(Annotation dataset entries)
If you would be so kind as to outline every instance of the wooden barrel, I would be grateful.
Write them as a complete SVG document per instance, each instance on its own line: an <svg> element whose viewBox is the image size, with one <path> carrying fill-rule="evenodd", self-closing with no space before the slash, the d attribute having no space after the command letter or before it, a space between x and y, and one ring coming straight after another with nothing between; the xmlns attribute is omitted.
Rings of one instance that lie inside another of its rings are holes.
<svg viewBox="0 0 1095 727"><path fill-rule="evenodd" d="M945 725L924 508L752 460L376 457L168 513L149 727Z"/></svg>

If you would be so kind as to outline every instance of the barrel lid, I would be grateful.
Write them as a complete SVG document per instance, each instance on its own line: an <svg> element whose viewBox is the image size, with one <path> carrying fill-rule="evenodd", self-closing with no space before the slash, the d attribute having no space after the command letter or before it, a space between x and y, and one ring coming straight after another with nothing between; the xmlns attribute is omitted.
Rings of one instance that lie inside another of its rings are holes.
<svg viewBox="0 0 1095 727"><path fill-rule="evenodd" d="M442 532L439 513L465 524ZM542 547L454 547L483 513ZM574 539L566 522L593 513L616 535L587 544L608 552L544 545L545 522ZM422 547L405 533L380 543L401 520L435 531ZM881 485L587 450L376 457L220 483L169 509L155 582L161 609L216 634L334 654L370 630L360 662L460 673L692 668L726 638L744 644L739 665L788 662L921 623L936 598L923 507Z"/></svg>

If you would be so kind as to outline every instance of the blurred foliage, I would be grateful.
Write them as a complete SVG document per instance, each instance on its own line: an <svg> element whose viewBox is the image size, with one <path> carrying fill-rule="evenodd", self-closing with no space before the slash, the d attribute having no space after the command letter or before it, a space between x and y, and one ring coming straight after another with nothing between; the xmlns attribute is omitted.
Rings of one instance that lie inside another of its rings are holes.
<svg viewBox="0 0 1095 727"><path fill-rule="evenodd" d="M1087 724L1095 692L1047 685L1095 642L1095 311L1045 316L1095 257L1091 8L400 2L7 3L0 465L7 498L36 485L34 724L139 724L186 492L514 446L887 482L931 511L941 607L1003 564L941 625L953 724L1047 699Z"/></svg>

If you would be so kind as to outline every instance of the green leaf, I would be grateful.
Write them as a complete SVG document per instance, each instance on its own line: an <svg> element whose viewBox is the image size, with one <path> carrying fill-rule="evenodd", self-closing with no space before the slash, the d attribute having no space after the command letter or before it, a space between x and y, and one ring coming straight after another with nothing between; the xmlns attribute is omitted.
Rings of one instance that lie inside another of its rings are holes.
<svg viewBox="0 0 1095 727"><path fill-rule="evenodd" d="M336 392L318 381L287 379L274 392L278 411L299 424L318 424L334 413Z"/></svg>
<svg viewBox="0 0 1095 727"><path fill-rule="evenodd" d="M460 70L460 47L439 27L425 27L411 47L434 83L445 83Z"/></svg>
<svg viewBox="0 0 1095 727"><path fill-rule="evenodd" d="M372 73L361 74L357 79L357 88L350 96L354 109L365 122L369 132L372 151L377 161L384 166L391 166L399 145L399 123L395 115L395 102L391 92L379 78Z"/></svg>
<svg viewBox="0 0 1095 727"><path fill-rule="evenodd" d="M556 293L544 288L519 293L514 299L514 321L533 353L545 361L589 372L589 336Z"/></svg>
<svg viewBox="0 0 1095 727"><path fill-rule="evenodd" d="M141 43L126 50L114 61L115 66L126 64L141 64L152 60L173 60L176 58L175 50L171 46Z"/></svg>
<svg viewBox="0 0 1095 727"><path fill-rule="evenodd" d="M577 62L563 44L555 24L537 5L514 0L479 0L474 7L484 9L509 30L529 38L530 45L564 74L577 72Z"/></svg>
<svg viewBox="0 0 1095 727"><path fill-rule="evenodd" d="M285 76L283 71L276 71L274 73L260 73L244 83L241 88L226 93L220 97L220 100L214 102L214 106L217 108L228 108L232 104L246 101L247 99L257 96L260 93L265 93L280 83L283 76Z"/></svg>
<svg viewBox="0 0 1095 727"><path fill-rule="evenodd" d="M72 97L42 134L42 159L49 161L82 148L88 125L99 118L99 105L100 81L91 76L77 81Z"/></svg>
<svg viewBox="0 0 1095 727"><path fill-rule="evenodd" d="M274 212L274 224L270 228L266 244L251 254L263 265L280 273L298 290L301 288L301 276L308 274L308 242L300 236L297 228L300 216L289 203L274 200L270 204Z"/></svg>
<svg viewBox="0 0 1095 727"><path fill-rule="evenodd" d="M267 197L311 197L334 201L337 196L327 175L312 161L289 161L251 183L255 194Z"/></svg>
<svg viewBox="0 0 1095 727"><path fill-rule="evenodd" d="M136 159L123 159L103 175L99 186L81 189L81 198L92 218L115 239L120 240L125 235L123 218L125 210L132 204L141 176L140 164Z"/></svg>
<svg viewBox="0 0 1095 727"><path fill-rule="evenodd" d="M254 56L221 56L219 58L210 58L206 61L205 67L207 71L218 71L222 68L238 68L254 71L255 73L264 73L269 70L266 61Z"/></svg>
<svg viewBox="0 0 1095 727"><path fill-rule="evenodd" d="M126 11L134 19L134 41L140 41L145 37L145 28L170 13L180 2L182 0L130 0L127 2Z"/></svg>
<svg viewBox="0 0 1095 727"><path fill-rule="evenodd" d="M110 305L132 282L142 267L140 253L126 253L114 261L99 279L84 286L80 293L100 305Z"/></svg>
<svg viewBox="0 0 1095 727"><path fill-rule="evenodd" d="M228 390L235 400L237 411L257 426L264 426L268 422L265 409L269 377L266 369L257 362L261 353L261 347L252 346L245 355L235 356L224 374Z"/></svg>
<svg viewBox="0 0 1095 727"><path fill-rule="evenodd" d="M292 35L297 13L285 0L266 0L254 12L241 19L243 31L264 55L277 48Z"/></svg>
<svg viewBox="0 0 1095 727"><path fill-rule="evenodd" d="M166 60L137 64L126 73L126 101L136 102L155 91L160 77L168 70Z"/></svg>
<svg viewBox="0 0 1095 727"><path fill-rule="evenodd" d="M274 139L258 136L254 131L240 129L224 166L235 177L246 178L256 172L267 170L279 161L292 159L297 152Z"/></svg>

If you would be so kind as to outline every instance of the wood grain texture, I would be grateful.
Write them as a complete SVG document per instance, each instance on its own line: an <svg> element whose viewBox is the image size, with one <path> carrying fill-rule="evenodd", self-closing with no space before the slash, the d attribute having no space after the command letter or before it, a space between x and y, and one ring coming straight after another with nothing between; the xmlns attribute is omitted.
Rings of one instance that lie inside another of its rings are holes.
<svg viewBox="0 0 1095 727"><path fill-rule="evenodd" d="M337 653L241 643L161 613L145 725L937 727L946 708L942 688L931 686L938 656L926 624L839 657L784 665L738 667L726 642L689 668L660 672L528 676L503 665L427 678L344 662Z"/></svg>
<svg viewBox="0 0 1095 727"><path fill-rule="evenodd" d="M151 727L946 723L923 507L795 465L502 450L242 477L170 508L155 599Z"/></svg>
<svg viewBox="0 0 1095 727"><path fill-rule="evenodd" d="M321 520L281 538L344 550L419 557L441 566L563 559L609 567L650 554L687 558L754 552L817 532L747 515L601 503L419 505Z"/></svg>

==

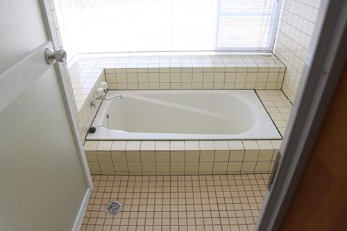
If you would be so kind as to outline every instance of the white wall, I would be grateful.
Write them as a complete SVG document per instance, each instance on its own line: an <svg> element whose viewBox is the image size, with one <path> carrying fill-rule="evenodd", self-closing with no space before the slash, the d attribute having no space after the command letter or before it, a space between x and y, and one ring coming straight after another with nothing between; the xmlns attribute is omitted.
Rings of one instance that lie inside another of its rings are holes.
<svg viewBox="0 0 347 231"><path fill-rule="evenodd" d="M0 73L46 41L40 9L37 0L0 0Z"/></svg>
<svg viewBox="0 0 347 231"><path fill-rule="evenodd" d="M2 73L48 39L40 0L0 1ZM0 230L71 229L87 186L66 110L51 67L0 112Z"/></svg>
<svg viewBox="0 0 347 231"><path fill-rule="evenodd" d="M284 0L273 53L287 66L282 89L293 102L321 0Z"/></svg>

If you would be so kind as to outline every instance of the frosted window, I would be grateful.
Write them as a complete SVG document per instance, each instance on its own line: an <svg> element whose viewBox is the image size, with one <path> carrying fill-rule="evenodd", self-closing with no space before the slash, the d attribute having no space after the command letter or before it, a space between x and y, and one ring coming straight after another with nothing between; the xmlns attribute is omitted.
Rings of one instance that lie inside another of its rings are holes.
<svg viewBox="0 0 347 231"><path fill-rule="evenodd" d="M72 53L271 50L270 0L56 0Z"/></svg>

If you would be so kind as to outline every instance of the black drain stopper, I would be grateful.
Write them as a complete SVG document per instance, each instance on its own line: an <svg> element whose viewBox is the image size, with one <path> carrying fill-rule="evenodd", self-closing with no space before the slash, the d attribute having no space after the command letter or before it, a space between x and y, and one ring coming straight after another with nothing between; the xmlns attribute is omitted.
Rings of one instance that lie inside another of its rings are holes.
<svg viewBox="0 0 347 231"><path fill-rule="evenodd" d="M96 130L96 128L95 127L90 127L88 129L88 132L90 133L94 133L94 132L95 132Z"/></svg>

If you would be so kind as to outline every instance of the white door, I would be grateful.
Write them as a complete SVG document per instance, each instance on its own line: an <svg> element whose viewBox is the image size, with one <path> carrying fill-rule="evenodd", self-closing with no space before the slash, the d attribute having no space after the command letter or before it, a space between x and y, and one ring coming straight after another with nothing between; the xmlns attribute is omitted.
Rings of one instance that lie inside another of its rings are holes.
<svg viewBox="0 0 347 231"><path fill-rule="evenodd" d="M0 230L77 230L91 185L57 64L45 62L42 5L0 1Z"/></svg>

• **Objective**
Reproduce the data verbatim from the line with "wall, I would be grateful." through the line with "0L273 53L287 66L282", both of those lines included, and nothing else.

• **Output below**
If you would be so kind as to outline every instance of the white wall, I would be grateful.
Write them as a complete SVG document per instance, each instance on its own line: an <svg> element whose viewBox is the image size, with one <path> carrying fill-rule="evenodd", self-closing with no space before the slash, the d attribute having no space after the command letter or before it, a space between x and y, and one ring coming straight after another with nothing between; the xmlns attribute is omitted.
Rings of one instance that lie inside another of its rings are holes.
<svg viewBox="0 0 347 231"><path fill-rule="evenodd" d="M0 73L46 41L40 9L37 0L0 0Z"/></svg>
<svg viewBox="0 0 347 231"><path fill-rule="evenodd" d="M2 73L48 39L40 0L0 1ZM0 230L71 229L87 186L66 110L51 67L0 112Z"/></svg>
<svg viewBox="0 0 347 231"><path fill-rule="evenodd" d="M284 0L273 53L287 66L282 89L293 102L321 0Z"/></svg>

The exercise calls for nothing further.